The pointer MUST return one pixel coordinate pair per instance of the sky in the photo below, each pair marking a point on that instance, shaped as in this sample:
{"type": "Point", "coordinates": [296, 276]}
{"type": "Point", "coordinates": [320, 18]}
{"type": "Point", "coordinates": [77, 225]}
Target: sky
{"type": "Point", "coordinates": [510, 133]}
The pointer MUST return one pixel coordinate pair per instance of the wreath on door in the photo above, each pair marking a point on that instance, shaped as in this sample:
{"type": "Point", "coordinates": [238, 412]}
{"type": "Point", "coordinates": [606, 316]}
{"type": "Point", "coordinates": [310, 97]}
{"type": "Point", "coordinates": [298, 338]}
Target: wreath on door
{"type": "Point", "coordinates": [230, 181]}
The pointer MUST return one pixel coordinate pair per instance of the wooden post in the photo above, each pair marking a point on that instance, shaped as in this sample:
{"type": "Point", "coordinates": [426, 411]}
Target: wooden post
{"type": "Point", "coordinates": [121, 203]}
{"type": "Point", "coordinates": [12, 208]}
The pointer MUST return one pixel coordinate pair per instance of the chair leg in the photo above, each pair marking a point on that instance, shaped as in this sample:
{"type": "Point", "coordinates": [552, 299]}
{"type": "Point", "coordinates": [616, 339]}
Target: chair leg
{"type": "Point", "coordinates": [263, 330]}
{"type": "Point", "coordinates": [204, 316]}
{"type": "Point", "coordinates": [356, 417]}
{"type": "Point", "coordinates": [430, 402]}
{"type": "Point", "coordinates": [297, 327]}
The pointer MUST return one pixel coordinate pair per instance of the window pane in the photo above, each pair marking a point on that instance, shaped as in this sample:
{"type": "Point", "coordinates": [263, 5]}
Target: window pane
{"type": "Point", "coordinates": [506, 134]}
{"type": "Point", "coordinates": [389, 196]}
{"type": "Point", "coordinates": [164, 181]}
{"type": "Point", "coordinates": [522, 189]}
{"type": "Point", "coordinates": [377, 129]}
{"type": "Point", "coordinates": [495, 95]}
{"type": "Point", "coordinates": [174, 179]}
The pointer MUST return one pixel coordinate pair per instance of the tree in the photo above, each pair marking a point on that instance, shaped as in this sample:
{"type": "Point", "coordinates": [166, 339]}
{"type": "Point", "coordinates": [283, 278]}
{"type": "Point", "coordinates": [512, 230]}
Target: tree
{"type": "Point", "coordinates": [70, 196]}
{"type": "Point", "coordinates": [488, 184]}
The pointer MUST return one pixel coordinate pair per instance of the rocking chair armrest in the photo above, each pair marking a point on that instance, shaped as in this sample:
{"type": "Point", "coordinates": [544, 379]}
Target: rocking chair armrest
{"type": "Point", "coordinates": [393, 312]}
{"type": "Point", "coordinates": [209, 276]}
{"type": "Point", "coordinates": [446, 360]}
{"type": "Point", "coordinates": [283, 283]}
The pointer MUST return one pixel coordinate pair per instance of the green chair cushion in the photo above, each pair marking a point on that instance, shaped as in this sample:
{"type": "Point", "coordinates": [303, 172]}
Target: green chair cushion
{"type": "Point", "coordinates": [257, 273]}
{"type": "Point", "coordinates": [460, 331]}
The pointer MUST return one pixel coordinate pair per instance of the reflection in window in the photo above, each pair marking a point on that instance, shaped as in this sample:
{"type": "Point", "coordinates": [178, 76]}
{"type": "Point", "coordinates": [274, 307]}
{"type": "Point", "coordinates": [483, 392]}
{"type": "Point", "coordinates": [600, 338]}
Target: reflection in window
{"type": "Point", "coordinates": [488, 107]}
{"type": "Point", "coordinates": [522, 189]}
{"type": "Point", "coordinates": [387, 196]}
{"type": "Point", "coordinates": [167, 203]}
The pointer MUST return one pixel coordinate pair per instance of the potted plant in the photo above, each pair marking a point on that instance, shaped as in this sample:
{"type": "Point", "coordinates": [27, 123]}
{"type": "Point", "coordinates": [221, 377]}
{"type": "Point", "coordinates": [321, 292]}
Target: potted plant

_ _ _ _ _

Pull out every line of the data above and reproduce each one without any change.

▶ **WORKED ANSWER**:
The pointer MUST return one pixel coordinate pair per instance of the sky in the photo below, each pair marking a point on that instance, shaped as in this sample:
{"type": "Point", "coordinates": [296, 276]}
{"type": "Point", "coordinates": [320, 18]}
{"type": "Point", "coordinates": [77, 225]}
Target: sky
{"type": "Point", "coordinates": [510, 133]}
The pointer MUST return one pixel coordinate pair per instance of the wreath on door in the photo above, each pair marking a point on that instance, shaped as in this sample:
{"type": "Point", "coordinates": [238, 412]}
{"type": "Point", "coordinates": [606, 316]}
{"type": "Point", "coordinates": [310, 97]}
{"type": "Point", "coordinates": [298, 338]}
Target: wreath on door
{"type": "Point", "coordinates": [230, 181]}
The pointer MUST return one pixel coordinate pair per instance of the wooden post in the photo above, each pair marking a point on that instance, shaped as in this sample:
{"type": "Point", "coordinates": [426, 411]}
Target: wooden post
{"type": "Point", "coordinates": [121, 203]}
{"type": "Point", "coordinates": [12, 208]}
The pointer MUST return one pixel coordinate pair per instance of the chair leg in the photo above, each pair marking a point on that instance, shaped as in this sample:
{"type": "Point", "coordinates": [552, 299]}
{"type": "Point", "coordinates": [616, 339]}
Target: chair leg
{"type": "Point", "coordinates": [263, 330]}
{"type": "Point", "coordinates": [204, 316]}
{"type": "Point", "coordinates": [356, 417]}
{"type": "Point", "coordinates": [430, 402]}
{"type": "Point", "coordinates": [297, 327]}
The pointer MUST return one pixel coordinate pair per instance of the window pane in the photo above, each pair marking a point on that instance, shaped as in this sample:
{"type": "Point", "coordinates": [263, 5]}
Target: window pane
{"type": "Point", "coordinates": [506, 134]}
{"type": "Point", "coordinates": [389, 196]}
{"type": "Point", "coordinates": [164, 181]}
{"type": "Point", "coordinates": [522, 189]}
{"type": "Point", "coordinates": [377, 129]}
{"type": "Point", "coordinates": [495, 95]}
{"type": "Point", "coordinates": [174, 179]}
The pointer MUST return one pixel coordinate pair per instance of the tree in the photo above, each pair marking a point on that instance, shaped as in this sample:
{"type": "Point", "coordinates": [166, 339]}
{"type": "Point", "coordinates": [283, 278]}
{"type": "Point", "coordinates": [512, 230]}
Target: tree
{"type": "Point", "coordinates": [70, 196]}
{"type": "Point", "coordinates": [488, 184]}
The pointer MUST return one pixel coordinate pair per instance of the rocking chair armrest in the photo above, each pair marking a point on that instance, shaped as in this sample:
{"type": "Point", "coordinates": [544, 379]}
Target: rocking chair armrest
{"type": "Point", "coordinates": [393, 312]}
{"type": "Point", "coordinates": [209, 276]}
{"type": "Point", "coordinates": [446, 360]}
{"type": "Point", "coordinates": [283, 283]}
The pointer MUST return one pixel coordinate pair per instance of the green chair cushion in the photo above, each pair marking a point on that instance, shaped as in this sample:
{"type": "Point", "coordinates": [303, 172]}
Target: green chair cushion
{"type": "Point", "coordinates": [257, 273]}
{"type": "Point", "coordinates": [460, 331]}
The pointer MUST return one pixel coordinate pair per instance of the reflection in window in the photo above, each pair marking a point on that instance, shaped as in this sample:
{"type": "Point", "coordinates": [178, 76]}
{"type": "Point", "coordinates": [274, 307]}
{"type": "Point", "coordinates": [483, 392]}
{"type": "Point", "coordinates": [600, 338]}
Target: reflection in window
{"type": "Point", "coordinates": [488, 107]}
{"type": "Point", "coordinates": [522, 189]}
{"type": "Point", "coordinates": [387, 196]}
{"type": "Point", "coordinates": [167, 203]}
The pointer MUST return one pixel coordinate pair per instance of the potted plant in the photo above, each pair marking a point on that instance, shaped as in this sample:
{"type": "Point", "coordinates": [27, 123]}
{"type": "Point", "coordinates": [221, 377]}
{"type": "Point", "coordinates": [321, 292]}
Target: potted plant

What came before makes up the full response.